**Written instruction**
Return each line of the listing below that contains the string "outline", copied in full. The match is case-sensitive.

-- Begin Extracted records --

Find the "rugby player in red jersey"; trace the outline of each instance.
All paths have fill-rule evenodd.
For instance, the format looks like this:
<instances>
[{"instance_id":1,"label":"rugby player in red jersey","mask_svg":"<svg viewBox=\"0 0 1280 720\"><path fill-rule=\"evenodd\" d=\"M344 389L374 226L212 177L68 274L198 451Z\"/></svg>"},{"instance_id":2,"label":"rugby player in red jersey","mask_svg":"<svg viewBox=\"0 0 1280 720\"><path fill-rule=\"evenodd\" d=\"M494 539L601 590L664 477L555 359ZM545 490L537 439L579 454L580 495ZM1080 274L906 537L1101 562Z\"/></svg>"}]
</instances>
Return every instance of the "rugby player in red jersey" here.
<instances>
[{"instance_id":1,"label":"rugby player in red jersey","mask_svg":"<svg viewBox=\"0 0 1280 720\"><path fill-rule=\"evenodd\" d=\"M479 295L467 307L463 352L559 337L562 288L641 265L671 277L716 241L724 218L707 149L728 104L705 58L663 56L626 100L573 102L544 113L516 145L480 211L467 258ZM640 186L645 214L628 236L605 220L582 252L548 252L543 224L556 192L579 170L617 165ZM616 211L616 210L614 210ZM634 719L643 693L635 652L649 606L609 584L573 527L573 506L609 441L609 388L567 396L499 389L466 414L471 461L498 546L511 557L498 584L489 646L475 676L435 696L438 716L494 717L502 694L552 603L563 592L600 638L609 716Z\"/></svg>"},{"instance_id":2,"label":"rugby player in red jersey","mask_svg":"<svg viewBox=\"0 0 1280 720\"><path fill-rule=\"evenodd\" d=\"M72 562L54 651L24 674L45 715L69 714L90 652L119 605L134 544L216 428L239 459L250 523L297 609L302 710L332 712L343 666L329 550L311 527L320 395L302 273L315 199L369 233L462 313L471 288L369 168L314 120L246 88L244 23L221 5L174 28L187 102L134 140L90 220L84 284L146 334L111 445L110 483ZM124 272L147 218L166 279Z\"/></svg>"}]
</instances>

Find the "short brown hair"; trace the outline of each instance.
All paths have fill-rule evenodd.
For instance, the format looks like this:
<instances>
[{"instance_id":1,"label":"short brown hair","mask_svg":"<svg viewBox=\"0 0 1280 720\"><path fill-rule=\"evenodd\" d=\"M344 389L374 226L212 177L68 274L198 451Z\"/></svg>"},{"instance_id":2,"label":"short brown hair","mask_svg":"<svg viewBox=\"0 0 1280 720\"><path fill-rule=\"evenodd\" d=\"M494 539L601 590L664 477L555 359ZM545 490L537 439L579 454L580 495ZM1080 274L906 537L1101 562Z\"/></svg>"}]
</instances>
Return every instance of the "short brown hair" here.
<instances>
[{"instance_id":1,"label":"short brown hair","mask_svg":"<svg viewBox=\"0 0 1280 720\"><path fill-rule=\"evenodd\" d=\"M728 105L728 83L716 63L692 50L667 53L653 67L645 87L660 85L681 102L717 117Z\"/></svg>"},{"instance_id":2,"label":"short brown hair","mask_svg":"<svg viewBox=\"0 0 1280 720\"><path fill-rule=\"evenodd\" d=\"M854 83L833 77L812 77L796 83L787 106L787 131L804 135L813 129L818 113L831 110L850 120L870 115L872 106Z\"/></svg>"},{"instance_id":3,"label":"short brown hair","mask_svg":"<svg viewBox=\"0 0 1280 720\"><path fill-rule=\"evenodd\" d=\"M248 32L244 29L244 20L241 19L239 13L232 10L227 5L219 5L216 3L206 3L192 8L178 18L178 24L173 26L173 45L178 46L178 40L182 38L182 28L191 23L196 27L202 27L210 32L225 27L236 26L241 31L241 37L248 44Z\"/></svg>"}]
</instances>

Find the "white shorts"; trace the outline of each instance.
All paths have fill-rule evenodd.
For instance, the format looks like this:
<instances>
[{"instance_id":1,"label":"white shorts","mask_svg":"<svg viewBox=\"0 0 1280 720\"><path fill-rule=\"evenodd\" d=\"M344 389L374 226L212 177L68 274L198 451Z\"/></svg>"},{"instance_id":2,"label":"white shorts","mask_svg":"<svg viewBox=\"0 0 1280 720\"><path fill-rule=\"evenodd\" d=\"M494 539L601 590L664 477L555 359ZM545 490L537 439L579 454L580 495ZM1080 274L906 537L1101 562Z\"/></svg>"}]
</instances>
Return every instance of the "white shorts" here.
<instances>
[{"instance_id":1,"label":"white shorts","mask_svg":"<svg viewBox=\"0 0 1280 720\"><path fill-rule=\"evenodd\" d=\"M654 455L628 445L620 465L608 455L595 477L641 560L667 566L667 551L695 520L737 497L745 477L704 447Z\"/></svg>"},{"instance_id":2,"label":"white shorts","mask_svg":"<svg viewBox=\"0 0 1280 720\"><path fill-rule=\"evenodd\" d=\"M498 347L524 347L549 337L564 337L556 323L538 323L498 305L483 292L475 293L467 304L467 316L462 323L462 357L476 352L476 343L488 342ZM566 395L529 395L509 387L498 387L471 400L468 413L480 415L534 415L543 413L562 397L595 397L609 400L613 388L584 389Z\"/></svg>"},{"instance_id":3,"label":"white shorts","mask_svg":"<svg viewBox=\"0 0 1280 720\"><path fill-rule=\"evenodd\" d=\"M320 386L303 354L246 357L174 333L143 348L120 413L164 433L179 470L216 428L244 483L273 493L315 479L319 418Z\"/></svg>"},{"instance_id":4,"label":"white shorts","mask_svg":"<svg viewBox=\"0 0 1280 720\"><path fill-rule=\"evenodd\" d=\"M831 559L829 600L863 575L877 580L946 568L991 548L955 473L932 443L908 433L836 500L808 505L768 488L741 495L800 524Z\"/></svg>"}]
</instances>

-- End Extracted records --

**Exercise output**
Find the "rugby player in red jersey"; trace the outline of each instance.
Find the "short brown hair"; trace the outline of each instance.
Find the "white shorts"; trace the outline of each instance.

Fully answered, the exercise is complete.